Requirement: All of the data must be output without alteration.

Referring expression data
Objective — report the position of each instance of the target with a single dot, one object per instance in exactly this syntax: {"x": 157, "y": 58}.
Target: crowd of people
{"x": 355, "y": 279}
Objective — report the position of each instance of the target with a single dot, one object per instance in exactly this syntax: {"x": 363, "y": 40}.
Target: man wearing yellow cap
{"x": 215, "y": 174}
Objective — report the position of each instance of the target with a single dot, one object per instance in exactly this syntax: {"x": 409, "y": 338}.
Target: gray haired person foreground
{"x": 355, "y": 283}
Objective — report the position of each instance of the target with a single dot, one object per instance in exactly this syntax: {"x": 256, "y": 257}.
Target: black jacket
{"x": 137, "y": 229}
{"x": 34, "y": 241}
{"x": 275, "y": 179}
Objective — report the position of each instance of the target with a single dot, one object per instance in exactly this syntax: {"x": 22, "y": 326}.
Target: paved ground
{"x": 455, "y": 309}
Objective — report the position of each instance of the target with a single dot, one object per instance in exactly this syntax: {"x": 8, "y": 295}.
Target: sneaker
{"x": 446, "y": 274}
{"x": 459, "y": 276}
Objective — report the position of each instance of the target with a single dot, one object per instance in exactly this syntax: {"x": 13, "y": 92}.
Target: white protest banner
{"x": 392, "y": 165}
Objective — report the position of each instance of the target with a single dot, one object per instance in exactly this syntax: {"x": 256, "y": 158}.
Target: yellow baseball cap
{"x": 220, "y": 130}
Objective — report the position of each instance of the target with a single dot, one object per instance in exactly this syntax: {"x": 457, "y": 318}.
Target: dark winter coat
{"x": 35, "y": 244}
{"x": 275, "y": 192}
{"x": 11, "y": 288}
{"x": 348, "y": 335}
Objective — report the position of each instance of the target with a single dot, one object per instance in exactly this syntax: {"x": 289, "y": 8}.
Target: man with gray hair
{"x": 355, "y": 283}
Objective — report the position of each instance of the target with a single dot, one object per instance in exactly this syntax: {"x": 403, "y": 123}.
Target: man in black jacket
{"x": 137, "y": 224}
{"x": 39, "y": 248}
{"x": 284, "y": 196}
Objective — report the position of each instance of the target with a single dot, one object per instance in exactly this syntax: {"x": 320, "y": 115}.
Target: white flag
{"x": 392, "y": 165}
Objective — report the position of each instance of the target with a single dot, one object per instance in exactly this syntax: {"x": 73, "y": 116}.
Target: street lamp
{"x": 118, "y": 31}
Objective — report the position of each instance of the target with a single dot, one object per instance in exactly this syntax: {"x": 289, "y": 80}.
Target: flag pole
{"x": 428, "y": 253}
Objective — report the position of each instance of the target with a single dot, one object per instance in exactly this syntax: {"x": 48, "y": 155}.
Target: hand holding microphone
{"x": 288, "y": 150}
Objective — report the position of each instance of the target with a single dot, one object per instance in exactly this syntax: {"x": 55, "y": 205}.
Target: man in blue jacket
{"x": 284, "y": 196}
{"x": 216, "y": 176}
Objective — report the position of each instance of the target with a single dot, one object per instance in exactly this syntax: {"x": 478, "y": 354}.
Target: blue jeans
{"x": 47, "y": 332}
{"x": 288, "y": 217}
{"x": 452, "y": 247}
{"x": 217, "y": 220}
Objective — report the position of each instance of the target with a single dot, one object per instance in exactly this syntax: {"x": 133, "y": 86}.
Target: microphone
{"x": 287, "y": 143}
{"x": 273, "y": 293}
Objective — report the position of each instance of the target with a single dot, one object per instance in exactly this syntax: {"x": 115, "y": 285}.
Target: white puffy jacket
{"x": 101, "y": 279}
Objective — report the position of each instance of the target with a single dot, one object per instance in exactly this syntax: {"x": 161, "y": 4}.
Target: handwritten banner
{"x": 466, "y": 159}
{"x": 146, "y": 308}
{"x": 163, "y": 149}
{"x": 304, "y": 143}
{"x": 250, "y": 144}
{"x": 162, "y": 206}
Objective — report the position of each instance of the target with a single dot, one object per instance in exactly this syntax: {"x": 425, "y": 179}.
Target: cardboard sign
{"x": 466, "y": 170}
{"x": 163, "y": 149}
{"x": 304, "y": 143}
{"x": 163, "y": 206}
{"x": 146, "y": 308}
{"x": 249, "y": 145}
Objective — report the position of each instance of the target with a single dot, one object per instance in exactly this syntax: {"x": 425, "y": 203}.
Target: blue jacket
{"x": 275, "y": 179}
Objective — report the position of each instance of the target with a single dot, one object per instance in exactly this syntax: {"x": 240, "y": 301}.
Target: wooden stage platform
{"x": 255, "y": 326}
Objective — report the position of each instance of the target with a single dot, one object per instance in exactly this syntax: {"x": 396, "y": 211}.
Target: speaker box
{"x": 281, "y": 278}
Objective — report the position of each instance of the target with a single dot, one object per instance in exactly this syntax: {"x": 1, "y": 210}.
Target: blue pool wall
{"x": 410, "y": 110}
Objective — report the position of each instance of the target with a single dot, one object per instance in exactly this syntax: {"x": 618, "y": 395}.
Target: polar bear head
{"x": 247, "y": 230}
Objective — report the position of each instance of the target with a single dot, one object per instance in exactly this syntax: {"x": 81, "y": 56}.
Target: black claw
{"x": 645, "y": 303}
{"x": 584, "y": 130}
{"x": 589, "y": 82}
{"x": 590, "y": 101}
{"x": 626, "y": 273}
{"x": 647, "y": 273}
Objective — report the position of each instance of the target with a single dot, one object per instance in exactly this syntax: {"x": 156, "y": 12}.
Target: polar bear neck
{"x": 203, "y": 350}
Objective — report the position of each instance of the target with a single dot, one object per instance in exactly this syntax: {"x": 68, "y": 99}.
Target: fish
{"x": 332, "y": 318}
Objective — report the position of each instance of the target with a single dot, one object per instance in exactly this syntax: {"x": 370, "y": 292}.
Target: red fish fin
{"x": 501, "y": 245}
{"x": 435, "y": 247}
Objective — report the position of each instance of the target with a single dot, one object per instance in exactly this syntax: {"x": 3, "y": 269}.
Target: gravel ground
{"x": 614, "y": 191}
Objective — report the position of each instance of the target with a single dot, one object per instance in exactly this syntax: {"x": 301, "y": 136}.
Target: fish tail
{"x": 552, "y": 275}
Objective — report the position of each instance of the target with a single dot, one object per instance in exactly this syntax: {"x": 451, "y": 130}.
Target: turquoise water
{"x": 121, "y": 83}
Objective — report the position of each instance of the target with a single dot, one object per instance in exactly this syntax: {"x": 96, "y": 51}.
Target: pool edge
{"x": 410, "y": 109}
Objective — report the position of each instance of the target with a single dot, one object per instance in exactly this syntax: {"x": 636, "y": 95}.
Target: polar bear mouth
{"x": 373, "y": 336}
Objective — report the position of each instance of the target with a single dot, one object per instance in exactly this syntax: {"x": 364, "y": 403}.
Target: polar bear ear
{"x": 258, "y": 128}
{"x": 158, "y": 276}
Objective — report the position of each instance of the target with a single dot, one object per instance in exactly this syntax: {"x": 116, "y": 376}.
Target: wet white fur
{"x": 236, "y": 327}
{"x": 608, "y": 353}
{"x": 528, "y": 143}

The answer:
Objective — report the position of each instance of the target with a single dot, one object per instance in exactly this syntax: {"x": 157, "y": 58}.
Target: crowd of people
{"x": 355, "y": 279}
Objective — report the position of each instance of the target with a single dot, one object per instance in exactly this syntax: {"x": 363, "y": 40}.
Target: man wearing yellow cap
{"x": 215, "y": 174}
Objective — report the position of each instance of the target with a single dot, one object per instance in exactly this syntax: {"x": 409, "y": 338}.
Target: gray haired person foreground
{"x": 355, "y": 283}
Objective — report the position of each instance of the target with a single dot, one object per instance in exactly this syntax: {"x": 256, "y": 257}.
Target: black jacket
{"x": 137, "y": 229}
{"x": 34, "y": 241}
{"x": 275, "y": 179}
Objective — report the position of each instance of the target with a single dot, one object per instance in exactly this syntax: {"x": 22, "y": 326}.
Target: paved ground
{"x": 455, "y": 309}
Objective — report the position of each instance of the target with a single dot, one object per instance in exactly this syntax: {"x": 8, "y": 295}.
Target: sneaker
{"x": 446, "y": 274}
{"x": 459, "y": 276}
Objective — report the position of each instance of the target with a single dot, one object per instance in exactly this syntax: {"x": 13, "y": 92}.
Target: white protest banner
{"x": 392, "y": 165}
Objective — report the position of each instance of the target with a single dot, one object per instance in exactly this syntax: {"x": 256, "y": 158}.
Target: yellow baseball cap
{"x": 220, "y": 130}
Objective — report the position of each instance of the target with a single dot, one object per instance in exactly this syntax: {"x": 457, "y": 318}.
Target: dark winter coat
{"x": 35, "y": 244}
{"x": 275, "y": 192}
{"x": 11, "y": 288}
{"x": 348, "y": 335}
Objective — report the position of each instance of the target with a single dot, one object per instance in exactly this syntax: {"x": 289, "y": 8}.
Target: man with gray hair
{"x": 355, "y": 283}
Objective — report the position of each instance of the target with a single dot, one object per instance in exactly this syntax: {"x": 403, "y": 123}.
Target: man in black jacket
{"x": 137, "y": 224}
{"x": 39, "y": 248}
{"x": 284, "y": 196}
Objective — report the position of each instance of the target with a single dot, one object per instance in exactly this syntax: {"x": 320, "y": 115}.
Target: white flag
{"x": 392, "y": 165}
Objective — report the position of each instance of the target with a single dot, one object per instance in exactly this syntax: {"x": 73, "y": 116}.
Target: street lamp
{"x": 118, "y": 31}
Objective — report the position of each instance of the target with a single dot, one object per instance in exactly this syntax: {"x": 289, "y": 80}.
Target: flag pole
{"x": 428, "y": 253}
Objective — report the position of each instance of the target with a single dot, one object per instance in exactly this syntax: {"x": 48, "y": 155}.
Target: hand holding microphone
{"x": 288, "y": 150}
Objective — report the position of each instance of the target with a single dot, one object per instance in exactly this syntax: {"x": 55, "y": 205}.
Target: man in blue jacket
{"x": 284, "y": 196}
{"x": 216, "y": 176}
Objective — report the position of each instance of the target with a single dot, one object per instance in exactly this syntax: {"x": 478, "y": 354}.
Target: blue jeans
{"x": 47, "y": 332}
{"x": 288, "y": 217}
{"x": 452, "y": 247}
{"x": 217, "y": 220}
Objective — report the position of each instance of the target with a single dot, one object per instance in exactly this syntax: {"x": 133, "y": 86}.
Target: microphone
{"x": 287, "y": 143}
{"x": 273, "y": 293}
Objective — report the position of each instance of the target with a single dot, one object per instance in exactly this syntax: {"x": 115, "y": 285}.
Target: white puffy jacket
{"x": 101, "y": 279}
Objective — report the position of each instance of the target with a single dot, one object per instance in exactly this syntax: {"x": 161, "y": 4}.
Target: handwritten banner
{"x": 466, "y": 159}
{"x": 146, "y": 308}
{"x": 163, "y": 149}
{"x": 304, "y": 143}
{"x": 250, "y": 144}
{"x": 162, "y": 206}
Objective — report the position of each instance of the target with a single dot, one object per instance in exactly this syntax: {"x": 425, "y": 179}.
Target: cardboard sign
{"x": 466, "y": 170}
{"x": 163, "y": 149}
{"x": 304, "y": 143}
{"x": 163, "y": 206}
{"x": 146, "y": 308}
{"x": 249, "y": 145}
Objective — report the position of each instance of the target with a single dot, one object per instance in exactly this syntax: {"x": 425, "y": 203}.
Target: blue jacket
{"x": 275, "y": 179}
Objective — report the position of each instance of the target with a single dot, one object per instance in exactly this syntax: {"x": 240, "y": 301}.
Target: wooden stage platform
{"x": 255, "y": 326}
Objective — report the position of each instance of the target with a single dot, one object per instance in exactly this syntax: {"x": 396, "y": 211}.
Target: speaker box
{"x": 281, "y": 278}
Objective — report the position of each instance of the target with a single dot, one object per instance in exactly this syntax: {"x": 1, "y": 210}.
Target: blue pool wall
{"x": 410, "y": 110}
Objective — report the position of each instance of the target with a single dot, one object per instance in exactly this syntax: {"x": 618, "y": 395}.
Target: polar bear head
{"x": 247, "y": 230}
Objective — report the position of each instance of the target with a single dot, one object per instance in exactly this syntax: {"x": 81, "y": 56}.
Target: black claw
{"x": 645, "y": 303}
{"x": 584, "y": 130}
{"x": 589, "y": 82}
{"x": 590, "y": 101}
{"x": 626, "y": 273}
{"x": 647, "y": 273}
Objective — report the position of each instance of the target with a single dot, one object per instance in exactly this syntax: {"x": 156, "y": 12}.
Target: polar bear neck
{"x": 203, "y": 350}
Objective — report the position of each instance of the target with a single dot, one object per instance in exactly this syntax: {"x": 68, "y": 99}.
Target: fish
{"x": 332, "y": 318}
Objective — report the position of each instance of the target with a single dot, one object per instance in exactly this syntax: {"x": 370, "y": 292}.
Target: red fish fin
{"x": 501, "y": 245}
{"x": 435, "y": 247}
Objective — report the position of each instance of the target with a single dot, one object per instance in exactly this syntax: {"x": 3, "y": 269}.
Target: gravel ground
{"x": 614, "y": 191}
Objective — report the position of each instance of the target with a single dot, one object per instance in exactly this syntax: {"x": 301, "y": 136}.
Target: fish tail
{"x": 552, "y": 275}
Objective — report the position of each instance of the target with a single dot, one object per instance in exactly this syntax: {"x": 451, "y": 130}.
Target: turquoise water
{"x": 121, "y": 83}
Objective — report the position of each instance of the target with a single dot, one object per instance in exactly this syntax: {"x": 96, "y": 51}.
Target: pool edge
{"x": 410, "y": 109}
Objective — report the position of each instance of the target with a single dot, one object per instance in exactly this syntax: {"x": 636, "y": 95}.
Target: polar bear mouth
{"x": 373, "y": 336}
Objective — report the position of each instance of the target with a single dot, one object per instance in exactly this syntax: {"x": 364, "y": 403}.
Target: polar bear ear
{"x": 258, "y": 128}
{"x": 158, "y": 276}
Objective — report the position of each instance of the target with a single dot, one object per instance in exactly this syntax: {"x": 116, "y": 376}.
Target: wet white fur
{"x": 236, "y": 327}
{"x": 608, "y": 353}
{"x": 528, "y": 143}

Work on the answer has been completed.